**Passage shown**
To train HLLM on PixelRec / Amazon Book Reviews, you can run the following command.

Set master_addr, master_port, nproc_per_node, nnodes and node_rank in environment variables for multinodes training.

All hyper-parameters (except model's config) can be found in code/REC/utils/argument_list.py and passed through CLI. More model's hyper-parameters are in IDNet/* or HLLM/*.

# Item and User LLM are initialized by specific pretrain_dir.
python3 main.py \
--config_file overall/LLM_deepspeed.yaml HLLM/HLLM.yaml \ # We use deepspeed for training by default.
--loss nce \
--epochs 5 \
--dataset {Pixel200K / Pixel1M / Pixel8M / amazon_books} \
--train_batch_size 16 \
--MAX_TEXT_LENGTH 256 \
--MAX_ITEM_LIST_LENGTH 10 \
--checkpoint_dir saved_path \
--optim_args.learning_rate 1e-4 \
--item_pretrain_dir item_pretrain_dir \ # Set to LLM dir.
--user_pretrain_dir user_pretrain_dir \ # Set to LLM dir.
--text_path text_path \ # Use absolute path to text files.
--text_keys '[\"title\", \"tag\", \"description\"]' # Please remove tag in books dataset.

You can use --gradient_checkpointing True and --stage 3 with deepspeed to save memory.

You can also train ID-based models by the following command.

python3 main.py \
--config_file overall/ID.yaml IDNet/{hstu / sasrec / llama_id}.yaml \
--loss nce \
--epochs 201 \
--dataset {Pixel200K / Pixel1M / Pixel8M / amazon_books} \
--train_batch_size 64 \
--MAX_ITEM_LIST_LENGTH 10 \
--optim_args.learning_rate 1e-4

To reproduce our experiments on Pixel8M and Books you can run scripts in reproduce folder. You should be able to reproduce the following results.

**What this task involves**
In the HLLM training instructions, how does the sentence "You can use --gradient_checkpointing True and --stage 3 with deepspeed to save memory." read in Spanish?

**Provided material**
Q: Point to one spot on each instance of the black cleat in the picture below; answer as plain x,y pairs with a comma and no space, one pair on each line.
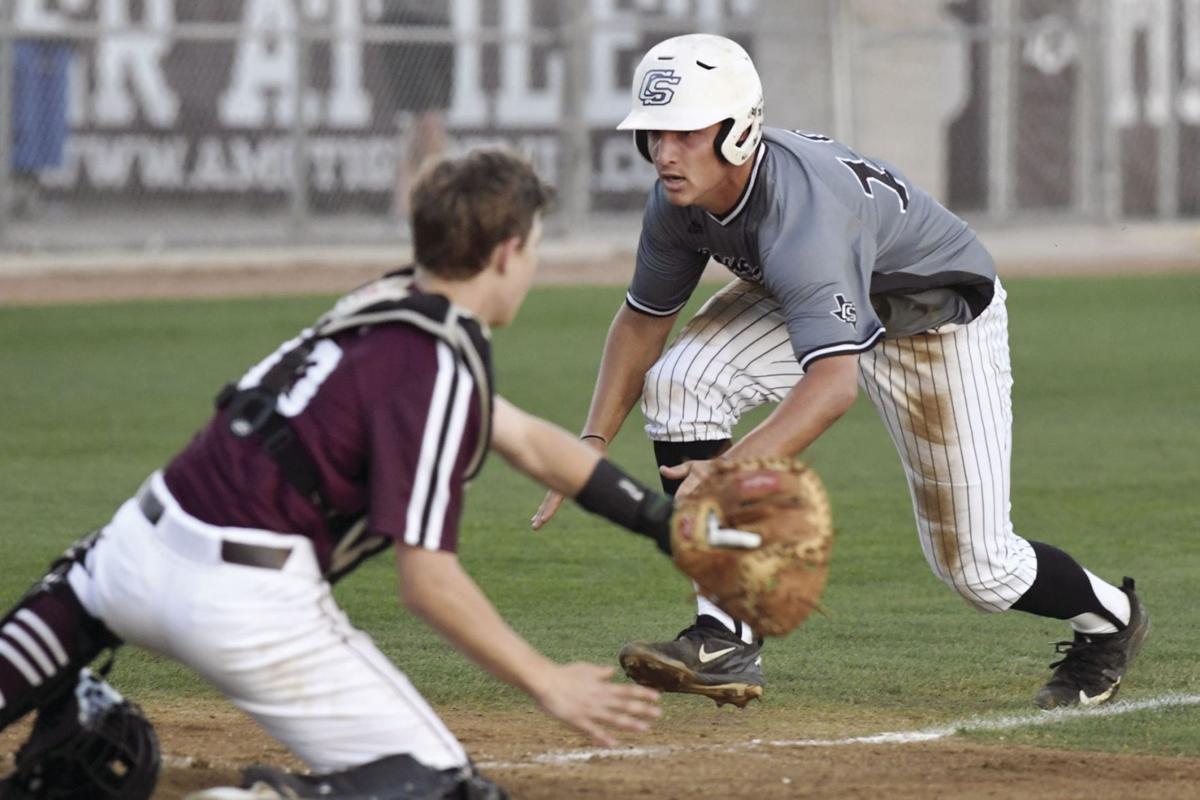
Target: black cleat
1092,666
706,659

...

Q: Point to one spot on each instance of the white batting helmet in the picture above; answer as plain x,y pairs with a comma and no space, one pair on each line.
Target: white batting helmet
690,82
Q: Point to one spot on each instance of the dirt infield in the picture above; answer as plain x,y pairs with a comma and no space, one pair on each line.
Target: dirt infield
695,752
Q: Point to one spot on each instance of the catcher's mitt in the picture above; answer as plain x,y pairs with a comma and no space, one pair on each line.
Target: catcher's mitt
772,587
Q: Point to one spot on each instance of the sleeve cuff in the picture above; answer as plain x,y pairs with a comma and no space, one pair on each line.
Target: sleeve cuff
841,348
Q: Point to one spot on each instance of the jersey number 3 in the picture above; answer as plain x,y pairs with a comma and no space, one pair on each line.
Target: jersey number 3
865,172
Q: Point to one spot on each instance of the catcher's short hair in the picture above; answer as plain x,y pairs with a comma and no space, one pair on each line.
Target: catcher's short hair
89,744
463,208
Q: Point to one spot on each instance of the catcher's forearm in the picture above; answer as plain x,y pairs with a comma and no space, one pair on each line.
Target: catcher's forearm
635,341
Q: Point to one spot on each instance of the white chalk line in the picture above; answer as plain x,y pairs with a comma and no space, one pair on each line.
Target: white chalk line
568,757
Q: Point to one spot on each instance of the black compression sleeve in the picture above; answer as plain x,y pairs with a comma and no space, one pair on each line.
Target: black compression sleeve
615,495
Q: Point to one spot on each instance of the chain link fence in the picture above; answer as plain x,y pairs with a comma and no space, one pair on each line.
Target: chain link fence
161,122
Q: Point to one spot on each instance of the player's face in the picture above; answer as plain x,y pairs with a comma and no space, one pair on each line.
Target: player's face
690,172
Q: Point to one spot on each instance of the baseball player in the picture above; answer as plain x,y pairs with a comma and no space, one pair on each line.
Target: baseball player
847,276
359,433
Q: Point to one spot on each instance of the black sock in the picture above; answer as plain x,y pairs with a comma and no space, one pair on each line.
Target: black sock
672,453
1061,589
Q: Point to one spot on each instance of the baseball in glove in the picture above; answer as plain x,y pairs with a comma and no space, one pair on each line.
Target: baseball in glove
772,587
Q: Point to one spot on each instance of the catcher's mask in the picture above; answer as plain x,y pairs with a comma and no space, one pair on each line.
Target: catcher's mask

**Your response**
Puedes usar --gradient_checkpointing True y --stage 3 con deepspeed para ahorrar memoria.